What to produce
Can you copy everything from the line containing "Find every instance of the metal" down through the end of the records below, leaving the pictures out?

Supplied records
· · ·

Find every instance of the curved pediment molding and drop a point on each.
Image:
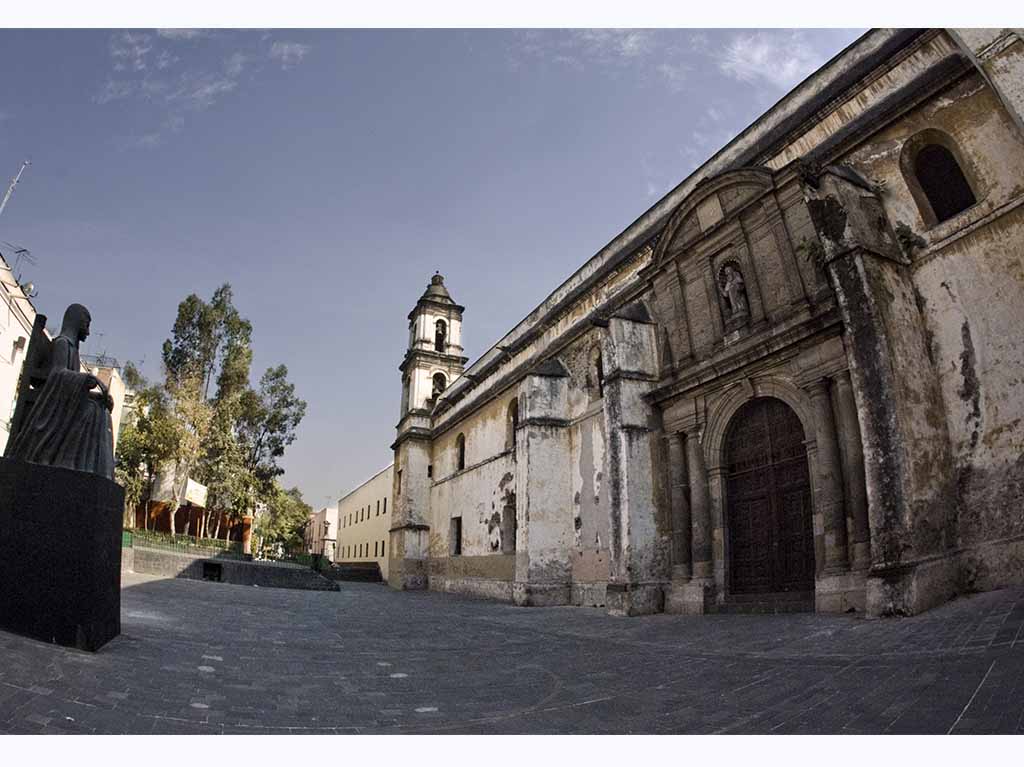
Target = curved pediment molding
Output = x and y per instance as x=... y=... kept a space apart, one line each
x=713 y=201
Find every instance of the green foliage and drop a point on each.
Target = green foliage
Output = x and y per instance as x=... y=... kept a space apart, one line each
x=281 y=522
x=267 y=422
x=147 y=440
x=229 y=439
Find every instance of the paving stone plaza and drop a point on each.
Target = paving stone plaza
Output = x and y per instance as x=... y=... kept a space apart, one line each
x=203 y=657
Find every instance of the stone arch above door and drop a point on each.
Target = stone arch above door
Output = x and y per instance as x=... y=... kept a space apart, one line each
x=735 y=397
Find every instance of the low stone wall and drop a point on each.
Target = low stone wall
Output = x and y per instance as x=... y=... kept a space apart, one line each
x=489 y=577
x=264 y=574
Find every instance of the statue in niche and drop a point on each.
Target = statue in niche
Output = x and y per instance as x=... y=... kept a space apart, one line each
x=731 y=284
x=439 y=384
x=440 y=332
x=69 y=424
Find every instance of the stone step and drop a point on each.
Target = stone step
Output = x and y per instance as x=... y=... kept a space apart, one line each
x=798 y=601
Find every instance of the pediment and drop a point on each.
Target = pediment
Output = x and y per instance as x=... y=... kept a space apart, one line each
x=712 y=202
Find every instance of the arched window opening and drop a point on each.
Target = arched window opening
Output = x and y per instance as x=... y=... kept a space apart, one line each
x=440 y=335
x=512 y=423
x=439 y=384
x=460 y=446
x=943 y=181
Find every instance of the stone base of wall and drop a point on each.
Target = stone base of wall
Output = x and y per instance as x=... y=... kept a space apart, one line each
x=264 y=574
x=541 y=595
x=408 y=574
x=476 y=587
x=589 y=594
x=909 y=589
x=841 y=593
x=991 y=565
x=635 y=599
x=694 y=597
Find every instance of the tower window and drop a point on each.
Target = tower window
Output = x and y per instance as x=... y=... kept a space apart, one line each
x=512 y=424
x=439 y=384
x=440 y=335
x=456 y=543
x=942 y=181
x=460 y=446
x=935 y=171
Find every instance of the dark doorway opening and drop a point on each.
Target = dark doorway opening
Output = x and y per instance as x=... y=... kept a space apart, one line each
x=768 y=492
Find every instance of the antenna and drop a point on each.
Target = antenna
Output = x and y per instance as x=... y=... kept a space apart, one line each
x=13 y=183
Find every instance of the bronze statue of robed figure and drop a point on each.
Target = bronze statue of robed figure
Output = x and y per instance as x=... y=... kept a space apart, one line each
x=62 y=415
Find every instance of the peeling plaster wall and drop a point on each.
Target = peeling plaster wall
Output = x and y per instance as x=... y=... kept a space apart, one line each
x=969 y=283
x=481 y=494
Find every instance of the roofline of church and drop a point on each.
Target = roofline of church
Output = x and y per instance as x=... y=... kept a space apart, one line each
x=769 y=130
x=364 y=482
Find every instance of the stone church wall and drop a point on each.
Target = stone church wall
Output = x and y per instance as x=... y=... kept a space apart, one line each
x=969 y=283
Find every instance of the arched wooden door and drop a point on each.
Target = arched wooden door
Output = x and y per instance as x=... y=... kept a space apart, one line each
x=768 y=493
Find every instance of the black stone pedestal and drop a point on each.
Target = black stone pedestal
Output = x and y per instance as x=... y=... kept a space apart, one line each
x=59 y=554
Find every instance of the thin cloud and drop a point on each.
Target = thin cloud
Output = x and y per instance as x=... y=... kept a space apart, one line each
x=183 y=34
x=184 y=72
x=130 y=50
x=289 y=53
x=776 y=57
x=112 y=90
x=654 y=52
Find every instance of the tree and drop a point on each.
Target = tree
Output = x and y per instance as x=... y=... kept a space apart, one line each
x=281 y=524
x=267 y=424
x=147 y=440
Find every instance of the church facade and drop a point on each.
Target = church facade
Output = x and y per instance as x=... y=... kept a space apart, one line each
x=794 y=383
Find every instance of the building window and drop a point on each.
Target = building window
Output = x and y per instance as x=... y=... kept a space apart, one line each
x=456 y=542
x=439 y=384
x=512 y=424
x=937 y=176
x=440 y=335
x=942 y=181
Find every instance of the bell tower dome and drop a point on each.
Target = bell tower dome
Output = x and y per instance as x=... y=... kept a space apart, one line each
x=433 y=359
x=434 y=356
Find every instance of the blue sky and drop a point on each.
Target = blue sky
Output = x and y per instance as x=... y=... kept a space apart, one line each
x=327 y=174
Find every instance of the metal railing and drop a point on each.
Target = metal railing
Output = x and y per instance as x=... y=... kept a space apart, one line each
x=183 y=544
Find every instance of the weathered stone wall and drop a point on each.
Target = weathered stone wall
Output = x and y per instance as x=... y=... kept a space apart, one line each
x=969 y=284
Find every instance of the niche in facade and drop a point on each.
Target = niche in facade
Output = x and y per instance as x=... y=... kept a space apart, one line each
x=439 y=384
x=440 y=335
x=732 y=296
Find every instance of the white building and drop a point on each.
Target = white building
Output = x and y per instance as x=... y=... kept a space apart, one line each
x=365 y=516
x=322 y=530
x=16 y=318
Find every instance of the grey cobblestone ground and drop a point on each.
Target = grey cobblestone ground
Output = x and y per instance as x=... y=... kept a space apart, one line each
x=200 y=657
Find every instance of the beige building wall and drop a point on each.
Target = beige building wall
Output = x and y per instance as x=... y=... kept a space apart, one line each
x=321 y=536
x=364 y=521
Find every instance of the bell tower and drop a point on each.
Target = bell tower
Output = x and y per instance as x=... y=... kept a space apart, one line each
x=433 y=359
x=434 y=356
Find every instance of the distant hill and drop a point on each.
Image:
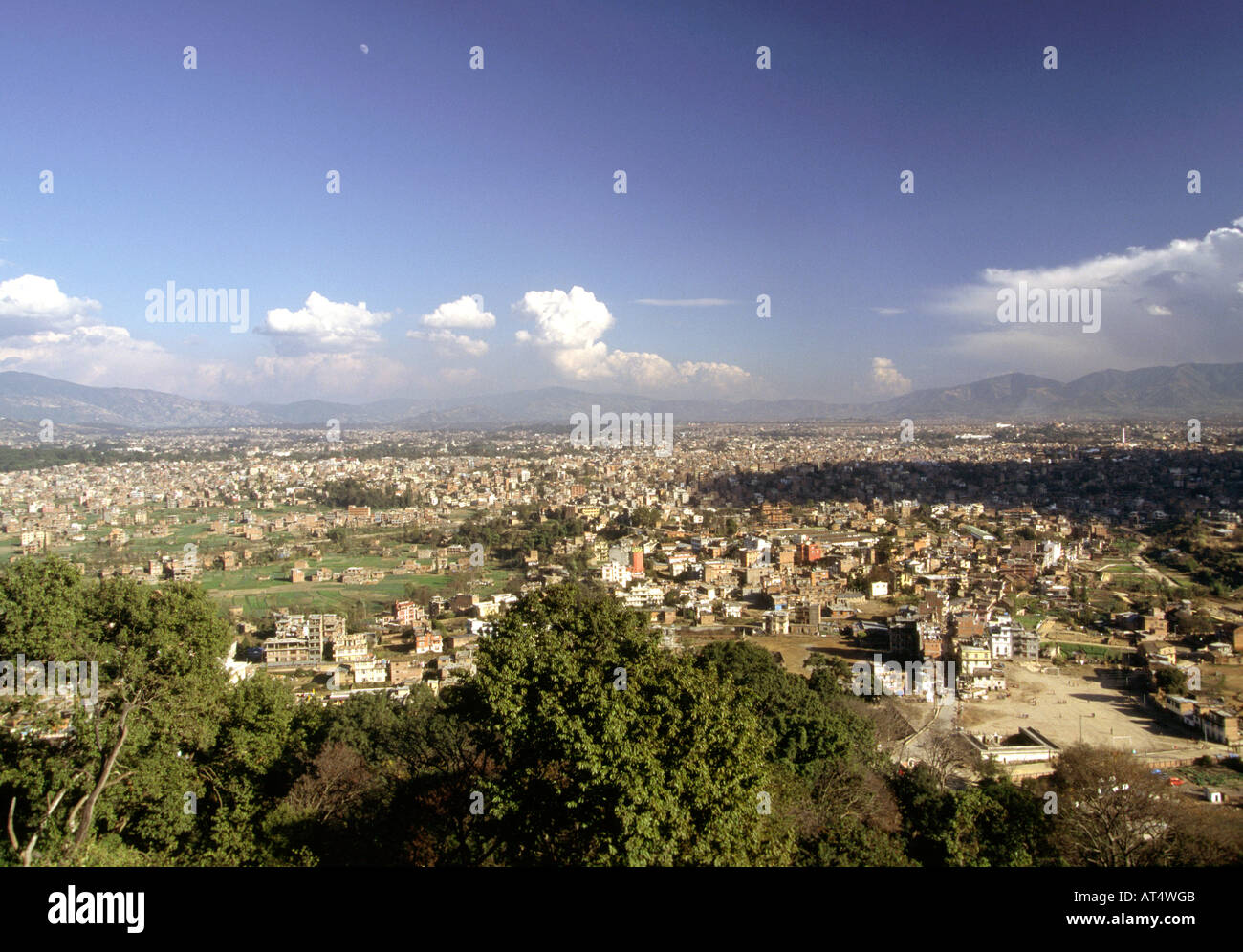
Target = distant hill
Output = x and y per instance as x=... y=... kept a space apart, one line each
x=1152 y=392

· · ·

Answer to the task
Find every instance of the metal railing and drop a point on each.
Target = metal railing
Output = x and y per instance as x=... y=... kept a space apart, one line each
x=183 y=544
Find every instance of the weathered stone wall and drop a point on each.
Target = weathered stone wall
Output = x and y per instance as x=... y=... kept a space apart, one line each
x=969 y=284
Find every instance of the niche in facade and drop a point on each.
Target = niche in facade
Output = x and y per instance as x=... y=... kept a space apart, one line each
x=439 y=384
x=440 y=335
x=732 y=296
Find every instance of the white building and drop a point on each.
Target = white building
Output = x and y per instance as x=... y=... kept a space apart, one line each
x=365 y=516
x=322 y=530
x=16 y=318
Find every instance of the grey cobblestone ground and drop a point on each.
Target = grey cobblestone ground
Output = x and y per instance as x=... y=... kept a space apart, one line each
x=200 y=657
Find every instance of the beige building wall and drop a point on each.
Target = beige building wall
Output = x and y per instance as x=... y=... kept a space apart, one line each
x=321 y=536
x=364 y=521
Find every instance of the bell tower and drop a point on each.
Target = bell tower
Output = x and y per instance as x=... y=... kept a space apart, one line each
x=433 y=359
x=434 y=356
Find every instance of the distant hill and drop a point on each.
Image:
Target = distant hill
Output = x and y per instance as x=... y=... kept a space apart, one line each
x=1152 y=392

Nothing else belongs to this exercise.